- **SET PROBLEM**: Copy out all the records below, switching every "tag a point" to "place a point" and changing nothing else. Leave the pictures out.

Records from a data source:

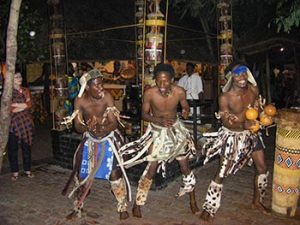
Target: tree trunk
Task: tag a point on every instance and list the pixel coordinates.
(208, 39)
(11, 55)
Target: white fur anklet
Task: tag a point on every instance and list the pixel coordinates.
(213, 198)
(189, 182)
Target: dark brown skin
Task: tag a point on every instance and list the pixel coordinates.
(235, 102)
(92, 106)
(160, 107)
(160, 102)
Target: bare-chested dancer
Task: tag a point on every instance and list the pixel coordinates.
(234, 142)
(97, 155)
(166, 137)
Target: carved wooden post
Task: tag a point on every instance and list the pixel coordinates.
(58, 61)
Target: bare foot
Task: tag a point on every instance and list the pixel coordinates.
(194, 208)
(261, 207)
(73, 215)
(124, 215)
(206, 217)
(136, 211)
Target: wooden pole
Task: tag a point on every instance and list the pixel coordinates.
(268, 83)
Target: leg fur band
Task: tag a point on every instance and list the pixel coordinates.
(213, 198)
(119, 190)
(189, 182)
(142, 191)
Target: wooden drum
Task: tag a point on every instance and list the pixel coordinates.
(286, 175)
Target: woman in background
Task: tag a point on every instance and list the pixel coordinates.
(21, 129)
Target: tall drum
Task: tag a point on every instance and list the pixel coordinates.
(286, 176)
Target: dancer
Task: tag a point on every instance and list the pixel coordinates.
(165, 139)
(97, 156)
(234, 142)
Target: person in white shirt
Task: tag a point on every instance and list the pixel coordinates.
(192, 83)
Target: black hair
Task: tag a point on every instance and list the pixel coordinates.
(233, 65)
(191, 65)
(161, 67)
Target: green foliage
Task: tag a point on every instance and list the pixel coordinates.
(288, 15)
(29, 20)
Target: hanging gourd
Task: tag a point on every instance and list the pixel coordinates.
(270, 110)
(251, 113)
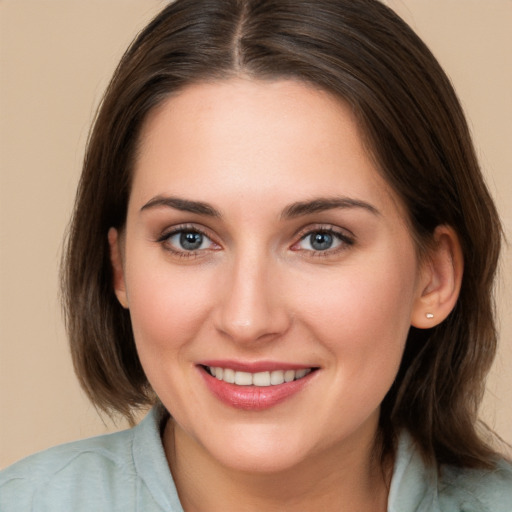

- **TASK SOLUTION**:
Target: tree trunk
Task: place a point on every instance and list the pixel coordinates.
(208, 39)
(11, 55)
Target: white fur anklet
Task: place a point on every instance and list the pixel coordinates.
(213, 198)
(189, 182)
Target: dark brown skin
Task: place a point on every instance and list the pixel coordinates.
(235, 102)
(92, 106)
(160, 107)
(160, 102)
Target: bare-chested dancer
Task: place a point on every instance and list the pixel coordinates.
(234, 142)
(97, 155)
(166, 137)
Target: carved wooden post
Task: place a point on every instance and list the pixel coordinates.
(58, 61)
Target: bare foot
Task: place a point on every instance and list the pixel coordinates.
(194, 208)
(261, 207)
(73, 215)
(124, 215)
(206, 217)
(136, 211)
Target: wooden pole
Task: place a point on every instance and list the pixel coordinates.
(268, 83)
Target: leg fur band
Task: place a point on every instance and list the pixel coordinates.
(213, 198)
(119, 190)
(189, 182)
(142, 191)
Target: wooden drum
Task: place a point on every instance and list the pixel coordinates.
(286, 175)
Target: woman in background
Task: place a point on every instance and list the pixel coordinates.
(21, 129)
Target: tall drum
Task: place a point on every instance and list the pixel coordinates.
(286, 176)
Target: dancer
Task: place a point on every instance and list the pixel coordinates.
(165, 139)
(97, 156)
(234, 142)
Target: person in white shirt
Task: place a point on every instance and list the pixel coordinates.
(192, 83)
Target: black hair
Task: place a point on every instance and list the pixel coordinates.
(233, 65)
(191, 65)
(161, 67)
Target: green foliage
Task: place a point on every instance and list the pixel coordinates.
(288, 15)
(29, 20)
Target: hanging gourd
Task: place a point on every instance and list the pixel coordinates.
(270, 110)
(251, 113)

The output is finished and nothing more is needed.